■ **WHAT IS REQUIRED**: Would you transcribe the records below exactly, omitting every picture?

Data items:
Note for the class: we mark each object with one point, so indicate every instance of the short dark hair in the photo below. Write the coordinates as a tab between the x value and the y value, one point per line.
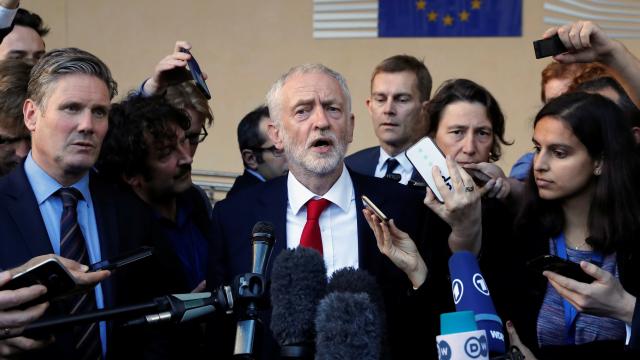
249	136
132	123
466	90
14	77
599	125
399	63
31	20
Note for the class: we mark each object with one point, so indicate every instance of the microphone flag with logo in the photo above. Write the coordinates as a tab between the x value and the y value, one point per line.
470	292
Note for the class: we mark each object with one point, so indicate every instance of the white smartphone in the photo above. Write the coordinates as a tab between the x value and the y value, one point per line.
424	155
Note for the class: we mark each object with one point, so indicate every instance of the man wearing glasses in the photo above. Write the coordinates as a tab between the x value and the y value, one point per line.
262	161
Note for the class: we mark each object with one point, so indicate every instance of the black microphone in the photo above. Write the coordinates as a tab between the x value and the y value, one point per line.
298	282
348	327
253	287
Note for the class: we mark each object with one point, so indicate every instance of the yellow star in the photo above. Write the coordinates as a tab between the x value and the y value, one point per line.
464	16
432	16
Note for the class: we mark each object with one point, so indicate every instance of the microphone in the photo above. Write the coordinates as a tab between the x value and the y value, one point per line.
298	282
252	286
460	338
470	292
348	327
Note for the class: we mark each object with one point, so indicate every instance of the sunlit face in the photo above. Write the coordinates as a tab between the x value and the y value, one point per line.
562	166
22	43
465	132
68	130
14	146
315	126
396	110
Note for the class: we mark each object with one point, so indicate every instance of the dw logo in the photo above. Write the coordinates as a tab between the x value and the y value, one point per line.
480	284
458	289
475	347
444	351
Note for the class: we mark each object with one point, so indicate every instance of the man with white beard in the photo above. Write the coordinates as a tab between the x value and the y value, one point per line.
318	206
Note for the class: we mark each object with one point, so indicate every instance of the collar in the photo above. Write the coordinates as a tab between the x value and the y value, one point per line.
44	185
256	174
340	194
403	160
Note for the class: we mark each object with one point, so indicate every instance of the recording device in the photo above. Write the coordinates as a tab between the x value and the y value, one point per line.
371	206
348	327
196	73
251	288
560	266
424	155
50	273
549	47
122	260
460	338
470	292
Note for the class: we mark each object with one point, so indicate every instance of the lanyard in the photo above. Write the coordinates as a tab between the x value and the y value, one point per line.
570	313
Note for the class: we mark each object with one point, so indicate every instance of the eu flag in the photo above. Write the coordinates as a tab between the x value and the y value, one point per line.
417	18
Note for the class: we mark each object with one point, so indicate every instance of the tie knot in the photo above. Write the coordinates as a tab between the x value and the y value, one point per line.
316	207
69	196
392	164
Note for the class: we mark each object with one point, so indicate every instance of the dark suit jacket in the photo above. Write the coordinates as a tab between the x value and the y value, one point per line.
244	181
235	217
122	225
365	161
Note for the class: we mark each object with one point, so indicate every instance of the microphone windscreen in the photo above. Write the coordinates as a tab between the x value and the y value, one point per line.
470	292
348	327
298	282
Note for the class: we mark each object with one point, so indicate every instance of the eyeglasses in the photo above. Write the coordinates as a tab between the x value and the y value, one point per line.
276	152
197	137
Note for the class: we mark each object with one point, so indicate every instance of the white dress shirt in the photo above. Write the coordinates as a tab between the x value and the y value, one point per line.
338	222
404	168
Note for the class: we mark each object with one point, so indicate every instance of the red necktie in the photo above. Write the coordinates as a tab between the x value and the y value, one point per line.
311	237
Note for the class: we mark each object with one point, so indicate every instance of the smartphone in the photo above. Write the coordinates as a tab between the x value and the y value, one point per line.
371	206
560	266
123	259
549	47
51	273
196	73
424	155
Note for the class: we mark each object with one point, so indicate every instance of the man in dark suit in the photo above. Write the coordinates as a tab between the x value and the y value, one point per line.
313	123
400	90
262	161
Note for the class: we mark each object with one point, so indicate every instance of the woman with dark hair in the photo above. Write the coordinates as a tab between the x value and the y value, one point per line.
467	124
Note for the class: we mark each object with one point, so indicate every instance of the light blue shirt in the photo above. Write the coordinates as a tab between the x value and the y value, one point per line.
44	188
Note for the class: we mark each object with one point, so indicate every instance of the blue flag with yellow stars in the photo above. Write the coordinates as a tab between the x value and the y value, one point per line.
418	18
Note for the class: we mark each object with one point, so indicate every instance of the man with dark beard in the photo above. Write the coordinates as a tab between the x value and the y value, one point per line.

■ **RESULT FOR THIS TASK**:
Note for the class: we mark each object with one point, so indicate every instance of the short dark hair in the photo below. Write the coordinates as a tab between the x value and the y value, one point per line.
249	136
132	123
466	90
14	77
599	125
399	63
31	20
Note for the class: we mark each object with one point, so indicate every instance of the microphone flag with logo in the photo above. Write the coordinates as a tab between the x value and the y value, one point per line.
470	292
Note for the class: we mark each object with one point, so indicate every instance of the white smartphone in the photo above. Write the coordinates as a tab between the x value and the y value, one point per line.
424	155
Note for the class: we mark each object with one point, so indicate every instance of the man wearing glasses in the photo above. Write the coordinates as a tab between the x value and the y value, one point per line.
262	161
Note for the class: we mark each object with one point, so indicate every instance of the black microphone in the photo above. Write the coordinates as a tab between the x value and the y value, one point per line.
298	282
348	327
253	287
Note for the class: we mark each object with one point, so indicate every instance of the yellow star in the photo above. Write the coordinates as a tab between the x value and the y value, one point per line.
464	16
432	16
Note for the class: we mark each object with one point, so indicate every instance of the microphone in the photo above. Write the coordinates as a tab between the x value and the y value, one point per line.
298	282
252	286
460	338
470	292
348	327
Note for the class: we mark each object with one point, so indicate every instance of the sunlit face in the photo above. Write the coordinates as a tab between the x value and the y value, one point per line.
562	166
22	43
465	132
68	130
14	146
315	126
396	110
Note for the class: we mark each object with one point, so indicate every instance of the dw logo in the photo above. Write the coordinates as a tab between the x value and the y value, one point per line.
480	284
458	289
475	347
444	351
Note for the class: we mark each object with one point, so indicate every instance of the man with white beard in the photo above. Write the coordinates as a tab between the x value and the y value, one point per line.
318	206
Note for the class: we mark each object with one point, so indicate every instance of the collar in the photo above. Write the coordinates as a tab between the x value and the y value, one point per line.
44	185
256	174
340	194
403	160
Note for the class: we mark each object with one point, so indicate every instance of the recording device in the photo above. Write the coordinates as a tab between the x value and the y value, one point per line.
371	206
348	327
196	73
251	288
560	266
424	155
50	273
549	47
122	260
460	338
470	292
Note for the class: we mark each object with one point, so indicate every instance of the lanyard in the photo above. Write the coordinates as a tab between the x value and the y value, one point per line.
570	313
Note for the class: we mark each object with one point, so indicate every instance of the eu flag in the photo above. Write the coordinates as a tab between the x value and the y value, one point per line.
417	18
Note for the class: we mark each object with one point, so indicate every instance of the tie knot in the photo above. Write the coordinates as a tab between the x value and the y value, one point per line.
316	207
69	196
392	164
Note for the class: we mark each object with one point, so indicate every instance of the dark suit jacket in the photo above. Write the coordinates as a tab between the x value and the y value, one point per line.
244	181
235	217
122	225
365	161
Note for the class: we mark each object with one point, so indicate every instance of the microphone windscreen in the photo above. Write the coordinates as a tab between the x value and the y value, one point per line.
470	292
348	327
298	282
Note for the class: we mark each object with one point, so indicate every instance of the eyeglasses in the photo above. Write the coordinates as a tab between the x value and the y value, one point per line.
276	152
197	137
Note for the class: we mark each object with one point, so indicate every instance of the white dress shirt in the photo above. Write the coordinates as a tab between the x value and the y value, one point per line.
338	222
404	168
Note for the class: we mark each object with one point, so indicate every instance of the red necktie in the photo above. Write the coordinates as a tab between the x value and the y value, one point per line.
311	237
Note for the class: we mark each object with one point, so indicate every instance of the smartphone in the photo above. Write the coordinates as a tab between the x value and the y value, one point per line.
371	206
560	266
123	259
549	47
51	273
196	73
424	155
Note for the class: we mark each object with one point, so indicate every instance of the man in dark suit in the photo above. Write the coordinates as a tab between the x value and the y value, one point per line.
313	123
400	90
262	161
Note for the class: we mark each object with one point, so indicate every instance of the woman with dark hair in the photo above. Write the coordinates as a tab between the x value and the y value, one point per line.
467	124
Note for the class: we mark each object with one point, so indicate every instance of the light blue shirt in the photo above. Write the coordinates as a tab between the x value and the y value, one point per line.
44	188
Note for the class: we mark each object with one point, so indicate every instance of the blue flag with yellow stars in the photo above. Write the coordinates as a tab between the x value and the y value, one point per line.
418	18
Note for the class: we mark each object with one point, so indicate every instance of the man with dark beard in the photo above. Write the coordinates as a tab between the x value and the y value, one point per line.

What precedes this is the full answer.